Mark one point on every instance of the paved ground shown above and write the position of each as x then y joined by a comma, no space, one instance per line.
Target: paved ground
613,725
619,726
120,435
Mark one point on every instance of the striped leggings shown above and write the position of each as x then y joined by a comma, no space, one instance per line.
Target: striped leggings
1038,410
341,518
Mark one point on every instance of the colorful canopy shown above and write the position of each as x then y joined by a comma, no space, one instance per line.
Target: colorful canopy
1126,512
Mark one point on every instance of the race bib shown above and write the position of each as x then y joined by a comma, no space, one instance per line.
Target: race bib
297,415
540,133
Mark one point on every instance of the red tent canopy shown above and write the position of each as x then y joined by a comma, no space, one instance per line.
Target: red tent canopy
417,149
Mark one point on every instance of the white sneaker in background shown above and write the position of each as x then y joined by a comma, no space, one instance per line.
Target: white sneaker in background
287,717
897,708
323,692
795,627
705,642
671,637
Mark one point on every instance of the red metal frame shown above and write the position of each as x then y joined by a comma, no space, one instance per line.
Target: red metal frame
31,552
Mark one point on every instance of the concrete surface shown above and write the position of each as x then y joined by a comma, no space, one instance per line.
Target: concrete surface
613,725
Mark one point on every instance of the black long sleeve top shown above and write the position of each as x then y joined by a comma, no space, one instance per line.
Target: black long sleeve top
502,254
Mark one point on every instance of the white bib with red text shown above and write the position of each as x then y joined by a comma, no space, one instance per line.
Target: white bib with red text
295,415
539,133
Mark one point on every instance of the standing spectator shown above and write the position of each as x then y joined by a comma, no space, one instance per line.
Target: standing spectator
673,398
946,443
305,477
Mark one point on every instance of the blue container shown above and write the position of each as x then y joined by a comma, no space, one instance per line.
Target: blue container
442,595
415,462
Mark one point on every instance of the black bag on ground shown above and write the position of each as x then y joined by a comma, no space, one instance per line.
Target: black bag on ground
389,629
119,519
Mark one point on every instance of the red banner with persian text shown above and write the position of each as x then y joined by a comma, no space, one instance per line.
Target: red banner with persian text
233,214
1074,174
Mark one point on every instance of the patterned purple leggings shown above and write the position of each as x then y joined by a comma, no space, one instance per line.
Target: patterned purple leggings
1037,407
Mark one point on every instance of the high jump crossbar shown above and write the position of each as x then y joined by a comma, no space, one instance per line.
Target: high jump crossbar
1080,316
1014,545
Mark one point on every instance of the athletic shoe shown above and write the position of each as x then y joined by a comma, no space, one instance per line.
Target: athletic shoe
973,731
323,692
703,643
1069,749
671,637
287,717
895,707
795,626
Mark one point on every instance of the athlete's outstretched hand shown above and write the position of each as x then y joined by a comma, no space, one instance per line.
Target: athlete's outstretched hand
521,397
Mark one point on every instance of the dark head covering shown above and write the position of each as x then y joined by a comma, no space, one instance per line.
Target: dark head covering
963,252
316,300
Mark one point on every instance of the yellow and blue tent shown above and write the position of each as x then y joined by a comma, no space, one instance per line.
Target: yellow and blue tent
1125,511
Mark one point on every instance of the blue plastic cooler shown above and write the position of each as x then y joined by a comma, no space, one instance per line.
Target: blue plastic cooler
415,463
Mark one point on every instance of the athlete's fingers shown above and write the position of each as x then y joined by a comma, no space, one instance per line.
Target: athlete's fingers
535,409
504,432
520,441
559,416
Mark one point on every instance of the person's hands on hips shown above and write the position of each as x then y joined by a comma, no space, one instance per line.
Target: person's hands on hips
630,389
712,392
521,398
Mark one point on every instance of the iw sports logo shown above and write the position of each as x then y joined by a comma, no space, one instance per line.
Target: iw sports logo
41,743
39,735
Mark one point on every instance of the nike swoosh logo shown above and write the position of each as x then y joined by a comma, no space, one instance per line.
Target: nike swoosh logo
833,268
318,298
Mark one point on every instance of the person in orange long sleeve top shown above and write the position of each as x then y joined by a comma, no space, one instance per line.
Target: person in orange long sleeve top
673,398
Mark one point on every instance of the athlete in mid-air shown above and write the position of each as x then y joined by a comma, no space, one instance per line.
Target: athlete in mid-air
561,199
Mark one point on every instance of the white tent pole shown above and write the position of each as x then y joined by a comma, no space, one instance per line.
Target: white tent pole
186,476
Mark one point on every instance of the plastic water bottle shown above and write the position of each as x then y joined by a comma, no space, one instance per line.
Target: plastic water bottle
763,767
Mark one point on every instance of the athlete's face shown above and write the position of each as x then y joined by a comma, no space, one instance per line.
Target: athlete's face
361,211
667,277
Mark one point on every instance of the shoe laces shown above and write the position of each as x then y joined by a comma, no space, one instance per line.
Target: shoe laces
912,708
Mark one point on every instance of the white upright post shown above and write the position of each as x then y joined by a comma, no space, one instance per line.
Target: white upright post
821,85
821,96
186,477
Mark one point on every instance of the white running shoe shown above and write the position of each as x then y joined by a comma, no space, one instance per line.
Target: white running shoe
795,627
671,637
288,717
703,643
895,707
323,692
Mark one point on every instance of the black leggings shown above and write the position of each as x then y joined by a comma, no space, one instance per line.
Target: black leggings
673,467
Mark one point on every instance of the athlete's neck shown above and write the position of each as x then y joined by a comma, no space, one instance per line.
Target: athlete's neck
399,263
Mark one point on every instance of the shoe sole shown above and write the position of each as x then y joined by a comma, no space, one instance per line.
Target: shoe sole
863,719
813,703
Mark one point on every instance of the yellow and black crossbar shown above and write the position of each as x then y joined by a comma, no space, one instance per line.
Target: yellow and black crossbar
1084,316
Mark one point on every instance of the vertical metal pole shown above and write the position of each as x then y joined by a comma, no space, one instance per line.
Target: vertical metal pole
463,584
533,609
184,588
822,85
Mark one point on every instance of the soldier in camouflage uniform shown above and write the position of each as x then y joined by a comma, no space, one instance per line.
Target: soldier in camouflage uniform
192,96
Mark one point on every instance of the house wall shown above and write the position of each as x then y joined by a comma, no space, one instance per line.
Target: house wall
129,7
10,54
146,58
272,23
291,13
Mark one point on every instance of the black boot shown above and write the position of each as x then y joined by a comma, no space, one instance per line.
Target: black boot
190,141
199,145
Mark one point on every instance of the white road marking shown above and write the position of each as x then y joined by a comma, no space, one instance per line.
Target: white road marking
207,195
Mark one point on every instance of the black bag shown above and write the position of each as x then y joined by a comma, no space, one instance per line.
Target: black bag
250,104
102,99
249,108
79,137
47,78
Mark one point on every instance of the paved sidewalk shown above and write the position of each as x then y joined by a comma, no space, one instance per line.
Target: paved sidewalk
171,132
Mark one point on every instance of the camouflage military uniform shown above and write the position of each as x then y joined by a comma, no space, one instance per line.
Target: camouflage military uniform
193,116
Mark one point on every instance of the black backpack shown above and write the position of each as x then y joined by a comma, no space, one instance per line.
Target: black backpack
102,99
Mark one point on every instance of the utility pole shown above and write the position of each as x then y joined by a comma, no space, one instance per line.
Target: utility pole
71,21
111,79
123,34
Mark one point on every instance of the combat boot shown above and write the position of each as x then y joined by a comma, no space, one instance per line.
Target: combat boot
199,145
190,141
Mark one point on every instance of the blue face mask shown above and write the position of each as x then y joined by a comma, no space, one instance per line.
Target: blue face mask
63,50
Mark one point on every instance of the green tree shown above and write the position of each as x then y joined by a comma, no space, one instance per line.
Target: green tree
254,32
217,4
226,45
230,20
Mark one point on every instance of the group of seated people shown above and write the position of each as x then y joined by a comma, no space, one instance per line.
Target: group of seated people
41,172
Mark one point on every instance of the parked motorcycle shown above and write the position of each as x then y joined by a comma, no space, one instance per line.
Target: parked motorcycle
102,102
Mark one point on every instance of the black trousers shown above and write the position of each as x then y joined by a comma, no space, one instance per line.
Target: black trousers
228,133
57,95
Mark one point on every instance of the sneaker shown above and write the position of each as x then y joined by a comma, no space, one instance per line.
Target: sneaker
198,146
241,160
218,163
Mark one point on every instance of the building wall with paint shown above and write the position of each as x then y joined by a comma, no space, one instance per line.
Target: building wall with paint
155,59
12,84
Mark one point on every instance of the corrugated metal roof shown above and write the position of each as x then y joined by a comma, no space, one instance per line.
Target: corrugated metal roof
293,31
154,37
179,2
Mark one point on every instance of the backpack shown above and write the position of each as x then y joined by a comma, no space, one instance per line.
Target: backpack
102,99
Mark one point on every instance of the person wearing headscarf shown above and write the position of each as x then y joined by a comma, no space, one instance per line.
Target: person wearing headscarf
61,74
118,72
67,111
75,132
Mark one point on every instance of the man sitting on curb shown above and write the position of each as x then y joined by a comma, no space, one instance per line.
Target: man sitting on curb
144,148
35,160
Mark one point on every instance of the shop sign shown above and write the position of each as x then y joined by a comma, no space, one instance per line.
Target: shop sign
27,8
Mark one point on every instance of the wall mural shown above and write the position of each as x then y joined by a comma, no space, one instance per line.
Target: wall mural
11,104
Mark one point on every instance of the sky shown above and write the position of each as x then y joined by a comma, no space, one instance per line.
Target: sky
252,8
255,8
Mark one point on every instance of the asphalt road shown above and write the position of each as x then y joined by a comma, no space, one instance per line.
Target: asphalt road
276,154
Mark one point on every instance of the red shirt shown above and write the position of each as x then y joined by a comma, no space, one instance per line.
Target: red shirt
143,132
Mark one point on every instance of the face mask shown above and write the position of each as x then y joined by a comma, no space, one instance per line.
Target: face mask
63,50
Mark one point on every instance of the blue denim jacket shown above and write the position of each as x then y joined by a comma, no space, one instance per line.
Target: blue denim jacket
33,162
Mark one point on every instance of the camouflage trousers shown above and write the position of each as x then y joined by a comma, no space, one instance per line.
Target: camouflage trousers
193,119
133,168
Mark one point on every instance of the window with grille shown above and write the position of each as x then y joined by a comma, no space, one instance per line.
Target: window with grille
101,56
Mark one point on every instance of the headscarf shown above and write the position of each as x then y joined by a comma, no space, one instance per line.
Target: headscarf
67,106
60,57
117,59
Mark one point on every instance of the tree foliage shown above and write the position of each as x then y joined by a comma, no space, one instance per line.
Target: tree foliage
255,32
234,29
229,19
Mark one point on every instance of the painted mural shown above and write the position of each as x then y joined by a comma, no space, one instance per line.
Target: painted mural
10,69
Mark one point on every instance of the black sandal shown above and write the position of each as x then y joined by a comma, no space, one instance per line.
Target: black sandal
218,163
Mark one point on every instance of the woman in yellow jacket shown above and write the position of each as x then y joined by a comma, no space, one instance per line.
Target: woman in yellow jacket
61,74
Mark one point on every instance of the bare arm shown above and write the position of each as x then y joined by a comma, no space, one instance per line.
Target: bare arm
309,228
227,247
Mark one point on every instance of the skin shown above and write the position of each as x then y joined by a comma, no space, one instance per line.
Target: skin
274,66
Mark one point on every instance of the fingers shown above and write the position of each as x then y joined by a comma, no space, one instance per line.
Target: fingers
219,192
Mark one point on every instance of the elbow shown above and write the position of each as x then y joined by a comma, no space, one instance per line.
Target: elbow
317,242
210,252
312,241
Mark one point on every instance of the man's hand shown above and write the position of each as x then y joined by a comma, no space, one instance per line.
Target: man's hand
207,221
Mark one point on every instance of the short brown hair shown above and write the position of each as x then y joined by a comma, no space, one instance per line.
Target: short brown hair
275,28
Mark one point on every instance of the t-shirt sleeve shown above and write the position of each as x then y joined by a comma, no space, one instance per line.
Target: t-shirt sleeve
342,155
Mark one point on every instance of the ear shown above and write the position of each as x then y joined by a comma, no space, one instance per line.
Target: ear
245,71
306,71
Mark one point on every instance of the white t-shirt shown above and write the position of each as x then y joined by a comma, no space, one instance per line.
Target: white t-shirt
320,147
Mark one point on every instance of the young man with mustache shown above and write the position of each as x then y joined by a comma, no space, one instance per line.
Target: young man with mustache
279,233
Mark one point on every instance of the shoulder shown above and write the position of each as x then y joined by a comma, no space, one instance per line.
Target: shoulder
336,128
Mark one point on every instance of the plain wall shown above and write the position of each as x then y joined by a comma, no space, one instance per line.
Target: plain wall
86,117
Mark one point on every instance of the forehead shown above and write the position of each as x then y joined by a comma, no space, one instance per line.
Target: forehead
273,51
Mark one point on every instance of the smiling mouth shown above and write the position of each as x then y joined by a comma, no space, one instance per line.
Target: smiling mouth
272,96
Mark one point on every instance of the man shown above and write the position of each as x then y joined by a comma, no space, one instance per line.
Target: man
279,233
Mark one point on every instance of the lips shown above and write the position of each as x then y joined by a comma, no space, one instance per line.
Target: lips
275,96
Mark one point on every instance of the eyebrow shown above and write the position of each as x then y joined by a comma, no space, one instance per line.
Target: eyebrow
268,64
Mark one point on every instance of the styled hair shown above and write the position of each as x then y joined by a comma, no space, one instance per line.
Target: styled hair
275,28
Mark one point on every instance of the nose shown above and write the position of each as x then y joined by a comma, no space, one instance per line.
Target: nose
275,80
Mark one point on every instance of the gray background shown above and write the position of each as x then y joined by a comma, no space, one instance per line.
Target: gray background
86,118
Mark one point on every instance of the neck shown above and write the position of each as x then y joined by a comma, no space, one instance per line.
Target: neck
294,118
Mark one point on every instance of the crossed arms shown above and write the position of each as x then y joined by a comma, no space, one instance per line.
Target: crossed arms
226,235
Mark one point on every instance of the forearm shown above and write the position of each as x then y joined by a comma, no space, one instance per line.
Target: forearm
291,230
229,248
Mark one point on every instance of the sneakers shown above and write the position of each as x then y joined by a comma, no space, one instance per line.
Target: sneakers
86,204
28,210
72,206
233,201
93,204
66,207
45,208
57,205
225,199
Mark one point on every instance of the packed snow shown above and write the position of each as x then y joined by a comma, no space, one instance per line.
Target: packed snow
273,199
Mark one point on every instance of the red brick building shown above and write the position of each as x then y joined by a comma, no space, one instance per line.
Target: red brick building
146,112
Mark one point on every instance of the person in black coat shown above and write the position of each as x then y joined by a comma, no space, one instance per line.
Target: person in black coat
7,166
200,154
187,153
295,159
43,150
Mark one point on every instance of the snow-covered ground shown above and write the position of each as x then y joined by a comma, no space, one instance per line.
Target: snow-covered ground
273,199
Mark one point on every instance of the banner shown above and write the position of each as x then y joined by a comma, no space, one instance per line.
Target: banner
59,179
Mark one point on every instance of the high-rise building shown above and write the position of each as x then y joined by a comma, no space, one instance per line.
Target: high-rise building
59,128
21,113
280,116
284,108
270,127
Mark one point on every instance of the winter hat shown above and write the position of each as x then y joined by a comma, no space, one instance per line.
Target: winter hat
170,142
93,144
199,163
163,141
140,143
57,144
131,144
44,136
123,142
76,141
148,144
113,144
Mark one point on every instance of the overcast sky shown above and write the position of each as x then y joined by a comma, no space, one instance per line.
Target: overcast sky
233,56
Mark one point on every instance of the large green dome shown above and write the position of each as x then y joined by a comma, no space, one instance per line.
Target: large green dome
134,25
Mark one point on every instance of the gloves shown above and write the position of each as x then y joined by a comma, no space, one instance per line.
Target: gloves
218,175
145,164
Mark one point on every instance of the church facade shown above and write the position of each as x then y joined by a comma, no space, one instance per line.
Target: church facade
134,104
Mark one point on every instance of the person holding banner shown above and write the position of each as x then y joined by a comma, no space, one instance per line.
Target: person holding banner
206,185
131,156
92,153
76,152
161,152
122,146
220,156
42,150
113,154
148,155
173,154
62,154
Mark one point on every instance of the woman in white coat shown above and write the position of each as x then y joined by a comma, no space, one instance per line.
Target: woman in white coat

----------

**EXERCISE PROMPT**
Only the lines above from the line containing "Target: blue container" through the line containing "Mark one point on every instance of the athletic" should be retyped, exactly and with both ends included.

**RESPONSE TO THIS EXERCISE**
Target: blue container
442,595
415,462
Mark one point on every instance of the black bag on ground shown above and write the position of each as x then y joined by a comma, no space, one instance per line.
Target: black bag on ground
389,629
119,519
Mark one point on every instance of the red banner with persian text shown above and write the position of each as x then y joined by a comma, no space, one instance per line.
Target: red banner with persian text
233,214
1074,174
Mark one point on every instance of the patterned purple leggings shown above and write the position of each as x then y joined by a comma, no space, one instance per line.
Target: patterned purple leggings
1037,407
Mark one point on every instance of the high jump crossbar shown above and write the position of each as x then y joined by a comma, no space, one instance per line.
Target: high jump crossbar
1080,316
1014,545
Mark one point on every instance of the athletic shoe shown above and write the position of each as x then y joined by a comma, no space, one instance per line.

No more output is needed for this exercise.